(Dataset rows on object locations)
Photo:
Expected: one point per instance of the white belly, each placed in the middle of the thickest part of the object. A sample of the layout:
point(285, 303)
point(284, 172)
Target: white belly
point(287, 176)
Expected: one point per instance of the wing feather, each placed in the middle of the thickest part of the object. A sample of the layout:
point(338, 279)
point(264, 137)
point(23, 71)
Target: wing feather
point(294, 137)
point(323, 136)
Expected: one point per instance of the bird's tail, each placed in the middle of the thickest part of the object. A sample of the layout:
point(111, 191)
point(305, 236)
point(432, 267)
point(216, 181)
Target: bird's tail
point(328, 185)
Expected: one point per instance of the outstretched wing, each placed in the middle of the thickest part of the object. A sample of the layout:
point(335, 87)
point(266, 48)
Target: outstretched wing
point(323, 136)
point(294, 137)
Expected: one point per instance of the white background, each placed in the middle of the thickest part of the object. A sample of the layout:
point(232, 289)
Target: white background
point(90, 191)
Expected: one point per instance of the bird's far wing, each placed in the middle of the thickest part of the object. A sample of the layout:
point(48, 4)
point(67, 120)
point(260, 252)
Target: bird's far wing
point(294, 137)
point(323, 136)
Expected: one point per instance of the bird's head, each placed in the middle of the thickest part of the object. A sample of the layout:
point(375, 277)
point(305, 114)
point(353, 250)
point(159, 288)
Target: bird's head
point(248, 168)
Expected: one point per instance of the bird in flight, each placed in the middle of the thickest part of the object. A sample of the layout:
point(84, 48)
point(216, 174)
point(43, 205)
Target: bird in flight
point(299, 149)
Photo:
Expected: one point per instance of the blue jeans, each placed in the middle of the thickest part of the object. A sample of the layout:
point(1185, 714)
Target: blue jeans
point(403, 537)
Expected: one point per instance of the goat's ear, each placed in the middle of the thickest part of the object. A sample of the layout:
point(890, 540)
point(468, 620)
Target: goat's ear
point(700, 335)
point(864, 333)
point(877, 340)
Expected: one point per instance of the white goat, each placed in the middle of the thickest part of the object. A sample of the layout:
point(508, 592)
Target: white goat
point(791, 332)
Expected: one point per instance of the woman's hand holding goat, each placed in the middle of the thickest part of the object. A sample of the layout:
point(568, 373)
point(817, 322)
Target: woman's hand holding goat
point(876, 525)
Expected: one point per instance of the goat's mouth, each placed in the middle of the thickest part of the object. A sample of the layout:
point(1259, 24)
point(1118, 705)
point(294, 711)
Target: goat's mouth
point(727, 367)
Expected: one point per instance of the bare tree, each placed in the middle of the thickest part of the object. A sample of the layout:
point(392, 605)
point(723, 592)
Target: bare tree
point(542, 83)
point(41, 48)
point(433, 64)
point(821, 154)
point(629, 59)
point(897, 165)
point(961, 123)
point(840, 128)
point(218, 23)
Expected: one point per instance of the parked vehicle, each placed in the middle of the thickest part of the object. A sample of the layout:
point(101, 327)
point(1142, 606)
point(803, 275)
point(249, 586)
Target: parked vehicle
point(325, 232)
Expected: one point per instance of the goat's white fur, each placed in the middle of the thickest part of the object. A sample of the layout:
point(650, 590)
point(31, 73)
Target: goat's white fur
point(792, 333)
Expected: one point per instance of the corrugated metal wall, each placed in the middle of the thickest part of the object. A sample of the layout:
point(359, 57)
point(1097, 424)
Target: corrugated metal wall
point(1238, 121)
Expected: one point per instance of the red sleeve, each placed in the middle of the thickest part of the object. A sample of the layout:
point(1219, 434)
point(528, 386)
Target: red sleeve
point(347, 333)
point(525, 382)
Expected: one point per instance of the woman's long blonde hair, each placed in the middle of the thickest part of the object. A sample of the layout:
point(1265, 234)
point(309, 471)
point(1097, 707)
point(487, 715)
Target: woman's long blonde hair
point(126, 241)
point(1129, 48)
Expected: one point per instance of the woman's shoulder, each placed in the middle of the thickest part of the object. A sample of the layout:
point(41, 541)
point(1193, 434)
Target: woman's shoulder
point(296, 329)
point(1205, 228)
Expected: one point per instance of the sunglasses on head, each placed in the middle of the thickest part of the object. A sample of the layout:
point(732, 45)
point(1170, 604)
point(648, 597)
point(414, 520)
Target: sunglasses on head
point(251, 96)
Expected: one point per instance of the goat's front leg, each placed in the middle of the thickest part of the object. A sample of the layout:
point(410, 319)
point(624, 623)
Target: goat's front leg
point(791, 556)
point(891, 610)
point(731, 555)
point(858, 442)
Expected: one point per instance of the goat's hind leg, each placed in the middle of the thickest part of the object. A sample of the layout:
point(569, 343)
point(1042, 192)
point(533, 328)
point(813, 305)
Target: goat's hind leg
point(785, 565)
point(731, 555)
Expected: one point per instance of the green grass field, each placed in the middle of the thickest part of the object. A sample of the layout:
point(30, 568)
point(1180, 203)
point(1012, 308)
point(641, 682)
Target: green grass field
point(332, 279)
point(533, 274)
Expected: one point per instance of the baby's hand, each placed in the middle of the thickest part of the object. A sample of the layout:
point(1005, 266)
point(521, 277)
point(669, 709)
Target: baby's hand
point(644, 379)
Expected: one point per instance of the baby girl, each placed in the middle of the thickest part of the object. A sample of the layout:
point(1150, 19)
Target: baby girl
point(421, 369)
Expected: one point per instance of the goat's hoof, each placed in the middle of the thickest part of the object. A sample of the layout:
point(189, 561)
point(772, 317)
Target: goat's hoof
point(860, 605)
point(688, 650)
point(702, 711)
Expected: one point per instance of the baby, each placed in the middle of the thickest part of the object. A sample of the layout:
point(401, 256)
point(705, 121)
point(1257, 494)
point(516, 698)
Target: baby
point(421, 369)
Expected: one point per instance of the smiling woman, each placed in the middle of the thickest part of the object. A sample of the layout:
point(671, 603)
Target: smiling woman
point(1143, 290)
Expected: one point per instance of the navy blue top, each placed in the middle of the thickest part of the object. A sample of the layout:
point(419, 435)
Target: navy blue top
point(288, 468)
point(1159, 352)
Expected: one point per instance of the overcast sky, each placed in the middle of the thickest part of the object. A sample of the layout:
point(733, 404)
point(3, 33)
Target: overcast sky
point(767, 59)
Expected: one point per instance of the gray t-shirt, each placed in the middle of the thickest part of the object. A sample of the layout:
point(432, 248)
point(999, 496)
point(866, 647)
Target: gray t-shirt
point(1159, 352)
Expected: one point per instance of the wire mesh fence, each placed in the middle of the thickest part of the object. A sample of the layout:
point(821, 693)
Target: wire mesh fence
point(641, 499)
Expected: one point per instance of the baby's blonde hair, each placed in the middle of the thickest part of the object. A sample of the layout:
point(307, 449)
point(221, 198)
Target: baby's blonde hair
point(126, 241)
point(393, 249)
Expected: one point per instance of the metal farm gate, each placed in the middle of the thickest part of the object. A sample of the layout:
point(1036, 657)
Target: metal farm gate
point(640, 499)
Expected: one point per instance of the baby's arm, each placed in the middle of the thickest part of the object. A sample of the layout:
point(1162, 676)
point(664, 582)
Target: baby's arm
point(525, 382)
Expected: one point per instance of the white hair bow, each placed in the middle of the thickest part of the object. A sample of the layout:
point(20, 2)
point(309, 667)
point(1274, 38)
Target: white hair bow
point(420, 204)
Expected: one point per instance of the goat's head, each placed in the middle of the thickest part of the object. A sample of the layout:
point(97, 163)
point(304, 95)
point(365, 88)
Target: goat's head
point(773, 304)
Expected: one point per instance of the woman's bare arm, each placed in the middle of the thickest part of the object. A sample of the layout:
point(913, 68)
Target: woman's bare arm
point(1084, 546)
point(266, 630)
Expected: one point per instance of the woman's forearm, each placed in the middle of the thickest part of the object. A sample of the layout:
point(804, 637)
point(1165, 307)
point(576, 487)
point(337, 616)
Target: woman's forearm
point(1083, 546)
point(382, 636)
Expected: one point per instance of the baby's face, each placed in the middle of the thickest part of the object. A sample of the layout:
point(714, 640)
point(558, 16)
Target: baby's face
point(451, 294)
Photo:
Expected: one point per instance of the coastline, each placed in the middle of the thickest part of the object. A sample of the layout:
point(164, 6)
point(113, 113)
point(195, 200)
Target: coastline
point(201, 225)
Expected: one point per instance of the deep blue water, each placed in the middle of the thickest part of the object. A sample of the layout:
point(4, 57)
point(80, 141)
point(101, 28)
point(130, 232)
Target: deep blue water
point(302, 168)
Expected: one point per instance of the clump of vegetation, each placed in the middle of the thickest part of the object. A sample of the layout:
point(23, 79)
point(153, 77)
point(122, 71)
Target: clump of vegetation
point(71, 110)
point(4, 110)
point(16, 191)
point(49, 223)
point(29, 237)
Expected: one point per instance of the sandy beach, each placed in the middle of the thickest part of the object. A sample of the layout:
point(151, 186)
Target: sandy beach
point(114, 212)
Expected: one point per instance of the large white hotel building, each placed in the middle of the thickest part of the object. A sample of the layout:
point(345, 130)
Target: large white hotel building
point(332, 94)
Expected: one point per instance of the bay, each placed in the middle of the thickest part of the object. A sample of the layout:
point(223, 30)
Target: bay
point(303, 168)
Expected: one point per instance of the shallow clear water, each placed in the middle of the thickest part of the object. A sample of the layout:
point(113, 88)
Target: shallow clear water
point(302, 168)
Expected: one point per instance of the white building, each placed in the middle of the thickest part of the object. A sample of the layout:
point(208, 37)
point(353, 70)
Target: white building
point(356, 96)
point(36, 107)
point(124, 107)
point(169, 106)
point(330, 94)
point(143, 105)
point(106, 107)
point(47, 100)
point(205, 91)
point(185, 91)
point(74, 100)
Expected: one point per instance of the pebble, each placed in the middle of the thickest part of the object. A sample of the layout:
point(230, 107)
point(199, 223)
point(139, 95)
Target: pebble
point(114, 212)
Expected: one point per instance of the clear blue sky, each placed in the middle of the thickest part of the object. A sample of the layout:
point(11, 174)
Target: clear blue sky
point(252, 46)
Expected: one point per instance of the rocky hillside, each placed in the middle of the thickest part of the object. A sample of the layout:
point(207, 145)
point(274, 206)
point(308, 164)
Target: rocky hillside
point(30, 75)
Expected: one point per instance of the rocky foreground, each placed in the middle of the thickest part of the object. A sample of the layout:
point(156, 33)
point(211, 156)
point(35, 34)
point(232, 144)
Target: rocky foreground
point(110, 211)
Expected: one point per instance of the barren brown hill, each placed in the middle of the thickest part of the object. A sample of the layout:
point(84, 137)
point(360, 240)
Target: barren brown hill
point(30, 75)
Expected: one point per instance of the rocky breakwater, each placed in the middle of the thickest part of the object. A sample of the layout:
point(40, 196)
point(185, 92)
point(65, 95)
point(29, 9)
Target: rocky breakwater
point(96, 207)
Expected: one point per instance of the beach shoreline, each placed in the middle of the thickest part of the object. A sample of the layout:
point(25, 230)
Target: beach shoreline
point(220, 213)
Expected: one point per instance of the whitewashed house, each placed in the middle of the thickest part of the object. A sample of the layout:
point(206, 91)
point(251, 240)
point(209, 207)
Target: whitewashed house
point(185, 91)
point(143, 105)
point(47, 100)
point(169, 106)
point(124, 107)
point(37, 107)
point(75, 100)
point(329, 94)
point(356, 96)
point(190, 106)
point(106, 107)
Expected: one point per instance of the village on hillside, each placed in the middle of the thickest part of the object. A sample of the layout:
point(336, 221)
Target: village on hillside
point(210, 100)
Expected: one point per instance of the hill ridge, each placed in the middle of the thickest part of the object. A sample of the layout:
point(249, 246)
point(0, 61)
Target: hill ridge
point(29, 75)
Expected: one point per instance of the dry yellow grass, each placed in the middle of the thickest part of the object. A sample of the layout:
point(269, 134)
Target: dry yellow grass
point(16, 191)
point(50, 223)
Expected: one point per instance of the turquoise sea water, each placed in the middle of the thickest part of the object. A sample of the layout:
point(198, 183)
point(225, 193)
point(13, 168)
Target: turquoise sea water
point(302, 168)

● **PROBLEM**
Reproduce verbatim the rows between the line containing "Expected: one point per instance of the rocky breakwater, each" and the line containing "point(50, 223)", inclusive.

● **SOLUTION**
Expected: one point per instance of the rocky breakwater, each placed in the middle of the thickest part of the object. A sample of the layout:
point(40, 196)
point(185, 92)
point(65, 95)
point(29, 9)
Target: rocky breakwater
point(96, 207)
Expected: one point per instance of the beach shoreline, each placed in the middle of the thickest part of the object. A sample of the layout:
point(25, 230)
Target: beach shoreline
point(220, 213)
Expected: one point per instance of the whitewashed house, each placed in the middle of the thickest part of the object. A sample of the layout:
point(206, 91)
point(251, 240)
point(209, 207)
Target: whitewashed house
point(185, 91)
point(143, 105)
point(47, 100)
point(169, 106)
point(124, 107)
point(37, 107)
point(75, 100)
point(329, 94)
point(356, 96)
point(190, 106)
point(106, 107)
Expected: one point per instance of the village on hillside, each placed in the middle of the thickest part of the object. A sample of the layout:
point(336, 221)
Target: village on hillside
point(210, 100)
Expected: one point per instance of the hill ridge, each placed in the middle of the thickest part of the object. A sample of the layout:
point(249, 246)
point(0, 61)
Target: hill ridge
point(29, 75)
Expected: one point per instance of the dry yellow grass, each placed in the middle of the thickest part of the object. A sample of the layout:
point(269, 134)
Target: dry yellow grass
point(16, 191)
point(50, 223)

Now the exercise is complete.